Task directions: Could you copy the whole listing below word for word, leaving out the pictures?

Stored records:
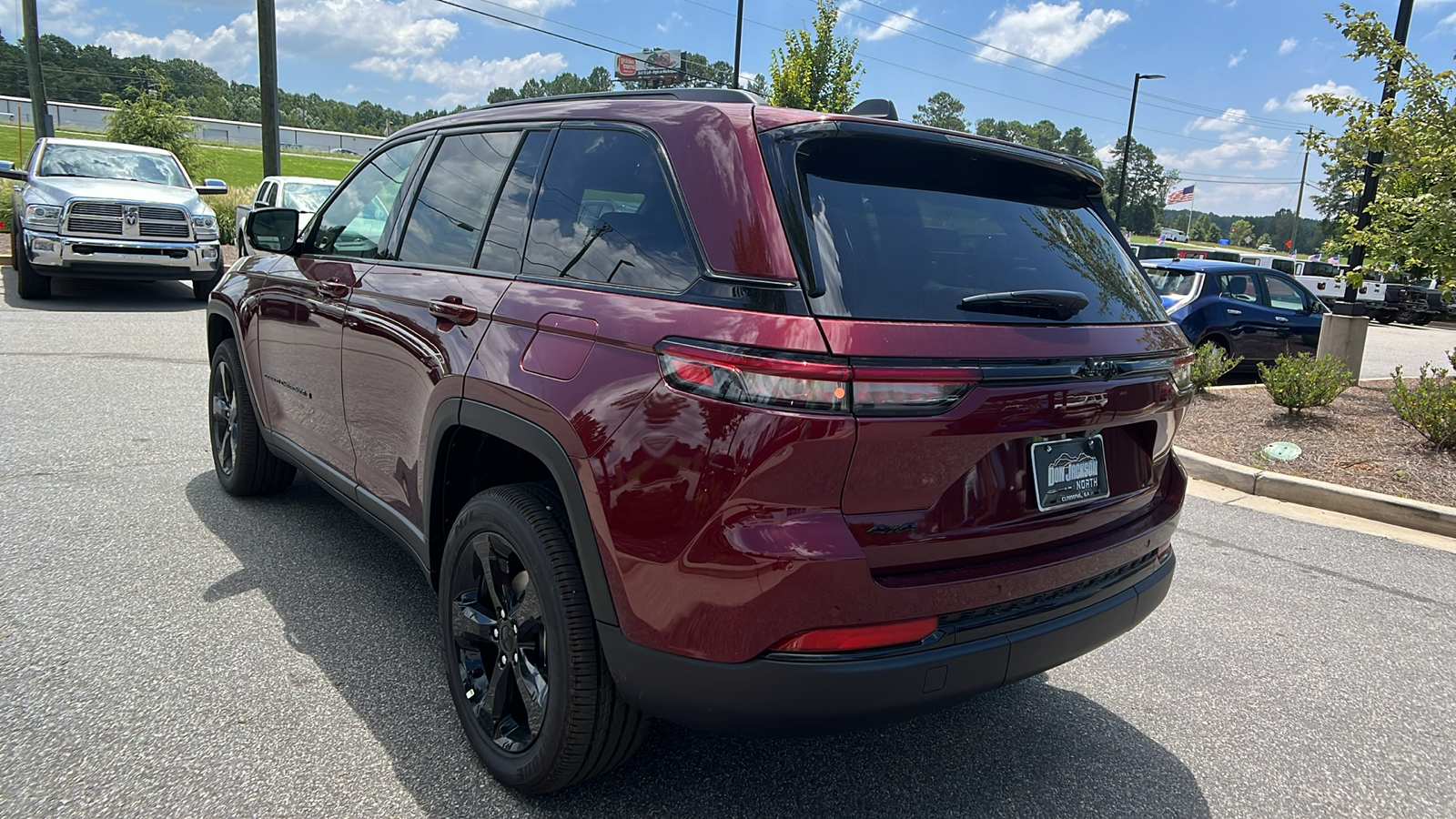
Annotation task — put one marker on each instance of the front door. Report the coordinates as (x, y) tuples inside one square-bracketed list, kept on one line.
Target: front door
[(415, 321), (303, 305)]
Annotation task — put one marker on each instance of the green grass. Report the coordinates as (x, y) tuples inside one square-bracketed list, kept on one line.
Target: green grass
[(240, 167)]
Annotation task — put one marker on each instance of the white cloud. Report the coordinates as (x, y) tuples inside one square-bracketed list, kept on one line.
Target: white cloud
[(890, 25), (1047, 33), (1298, 101), (466, 80), (1228, 121)]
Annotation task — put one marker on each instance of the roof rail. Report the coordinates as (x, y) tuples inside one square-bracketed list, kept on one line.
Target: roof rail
[(684, 94)]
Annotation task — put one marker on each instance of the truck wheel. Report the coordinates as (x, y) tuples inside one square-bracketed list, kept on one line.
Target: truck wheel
[(201, 288), (242, 460), (521, 656), (31, 285)]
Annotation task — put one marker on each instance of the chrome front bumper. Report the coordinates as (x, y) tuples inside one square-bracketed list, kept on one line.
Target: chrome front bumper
[(111, 258)]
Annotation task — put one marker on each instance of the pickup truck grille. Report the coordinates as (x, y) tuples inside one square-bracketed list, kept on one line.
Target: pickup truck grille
[(131, 220)]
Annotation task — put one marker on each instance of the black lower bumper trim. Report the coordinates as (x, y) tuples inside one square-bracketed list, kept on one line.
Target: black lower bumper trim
[(781, 697)]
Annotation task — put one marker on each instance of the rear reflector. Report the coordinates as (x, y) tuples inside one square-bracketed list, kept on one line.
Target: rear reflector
[(859, 637)]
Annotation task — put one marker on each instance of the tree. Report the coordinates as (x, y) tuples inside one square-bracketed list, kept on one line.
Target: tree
[(815, 70), (145, 118), (1412, 219), (1148, 186), (1205, 229), (941, 111), (1241, 234)]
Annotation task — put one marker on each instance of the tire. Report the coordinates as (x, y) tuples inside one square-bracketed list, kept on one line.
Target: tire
[(31, 285), (203, 288), (538, 702), (240, 458)]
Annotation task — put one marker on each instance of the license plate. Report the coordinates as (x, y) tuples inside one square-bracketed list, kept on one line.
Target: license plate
[(1067, 471)]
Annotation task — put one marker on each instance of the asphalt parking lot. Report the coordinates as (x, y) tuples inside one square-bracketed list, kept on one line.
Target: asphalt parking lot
[(167, 651)]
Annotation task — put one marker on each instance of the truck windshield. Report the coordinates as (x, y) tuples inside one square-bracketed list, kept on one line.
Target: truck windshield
[(907, 230), (113, 164)]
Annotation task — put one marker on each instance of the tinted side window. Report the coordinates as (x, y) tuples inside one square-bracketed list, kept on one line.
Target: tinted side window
[(1285, 295), (456, 197), (501, 251), (354, 222), (606, 215)]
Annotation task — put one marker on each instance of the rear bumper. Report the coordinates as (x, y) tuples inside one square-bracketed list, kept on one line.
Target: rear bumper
[(779, 695), (109, 258)]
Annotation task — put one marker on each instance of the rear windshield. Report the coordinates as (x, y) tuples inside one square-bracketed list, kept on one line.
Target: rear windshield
[(905, 230)]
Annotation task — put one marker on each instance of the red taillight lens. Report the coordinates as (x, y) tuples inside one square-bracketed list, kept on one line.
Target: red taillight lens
[(859, 637), (812, 385)]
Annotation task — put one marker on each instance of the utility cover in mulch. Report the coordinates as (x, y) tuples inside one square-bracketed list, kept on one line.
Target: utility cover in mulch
[(1356, 442)]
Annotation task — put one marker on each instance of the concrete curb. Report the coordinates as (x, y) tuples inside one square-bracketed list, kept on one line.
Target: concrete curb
[(1387, 509)]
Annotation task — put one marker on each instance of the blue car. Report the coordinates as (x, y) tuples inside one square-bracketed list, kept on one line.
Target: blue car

Task output:
Annotation task — put one marker on each instance of the front door. Report the coordinates as (x, y) tuples inside one square-bracketed list, kept on one line.
Target: front door
[(415, 321), (303, 305)]
Annotation task — put one marker on each instance of the green grass. Report the coordinates as (x, y) tuples inside one square-bracketed list, kept on one line.
Target: green grass
[(240, 167)]
Annotation task — put one marker on each instance of the white cloud. Report the coordinates as (x, y) tuples inside one square-bracketed list, kept on one line.
Target: white cloud
[(890, 25), (1047, 33), (1298, 101), (466, 80), (1228, 121)]
Annotation task — put one marker on each instance of the roof rail. Report the coordinates as (x, y) tuples inside one square-bracketed list, kept on one line.
Target: roof rail
[(684, 94)]
Annotation task — put one marker on each instance of the truck wheel. Report the coordinates as (x, y) tuples inside one square-bracketed list, kept on one line.
Target: truck wheel
[(201, 288), (242, 460), (521, 656), (31, 285)]
Annotation task — put one marker on each instance of the chrome front bumper. Report the coordinates as (x, y) tuples inside one square-bracketed list, kept on one line.
Target: chrome front bumper
[(111, 258)]
Annotation task — put one marker on each instance of the pickup truck grille. Report the coordinates as (x, y) tuples inside one square-bracketed list, kept on one line.
Target: pickup truck grille
[(131, 220)]
Annotation task — put one marker on each instance of the black lower bumper trim. Report the coordinates as (x, y) tuples inside one square-bracketed list, kept on one line.
Target: black lower bumper trim
[(781, 697)]
Annotation task — put one marker on each instance of the rear reflector. Report the coordinates as (x, y) tuples inside one square-bracketed list, kept on one line.
Target: rear reflector
[(859, 637)]
Annotation task — put one marker on each instance of the tree. Report the coordinates as (x, y) tuples inside one square-bracketed list, kept on one line.
Target: tree
[(815, 70), (145, 118), (1412, 219), (1148, 186), (1205, 229), (941, 111), (1241, 234)]
Annotation task — put one marker on each instance of the tire. Report the coordinates as (x, y) tuples inside one square-bracketed list, kept on one line.
Target: tire
[(31, 285), (203, 288), (538, 702), (240, 458)]
Annotation task — put one marker on each instance of the license plate. Report the coordinates as (x, y) tuples inside one square-bracketed list, kept on one line.
Target: license plate
[(1067, 471)]
Annotation task — put one marker on each instance of the asphalt parking lot. Report the coordinates as (x, y) tuples inside one square-bracketed list, kept on one line.
Target: asphalt parking lot
[(167, 651)]
Annotation task — put one marker on each instance of the truck windshield. Report the coordinates as (x, y) tuples inside one square-bracketed list, kept on one line.
Target: truck windshield
[(907, 230), (113, 164)]
Annotation task — put one marker on each instance of the tinted side window. Report the coordinates as (x, y) tuples inside one square-bracketed list, kept on one line.
Target: tinted side window
[(1285, 295), (456, 197), (501, 251), (354, 222), (606, 215)]
Annotation task — put one marker on each instance of the rear bumper. Report the coordinates as (x, y) tuples inside one square-bracketed list, kept on one line.
Target: rear bumper
[(779, 695), (109, 258)]
Annotation task — put one marker on each instance of the rear windshield. Report the coordinates as (x, y) tuples inside one square-bracketed list, kept on one line.
Target: rear windshield
[(905, 230)]
Annotation task — put one marker on each instance of the red taillight lens. Report the coordinates as (x, y) tuples inside one square-bracketed list, kept on one line.
Target: red taillight lens
[(859, 637), (812, 385)]
Annotation task — put one marker on each instance of the utility cover in mulch. Report the coordinates as (x, y) tuples inside one square-bracketed list, kept on one line.
Target: utility cover in mulch
[(1356, 442)]
Annotation task — put one marker on each instance of the concrete curb. Report the coordinates as (x, y) tuples inside one square-bracketed list, kept on one line.
Target: concrete curb
[(1387, 509)]
Annotation task — put one marker on each instance of the blue car. Report the coordinates as (x, y) tuples inside one square-bracketed list, kept on one line.
Target: blue car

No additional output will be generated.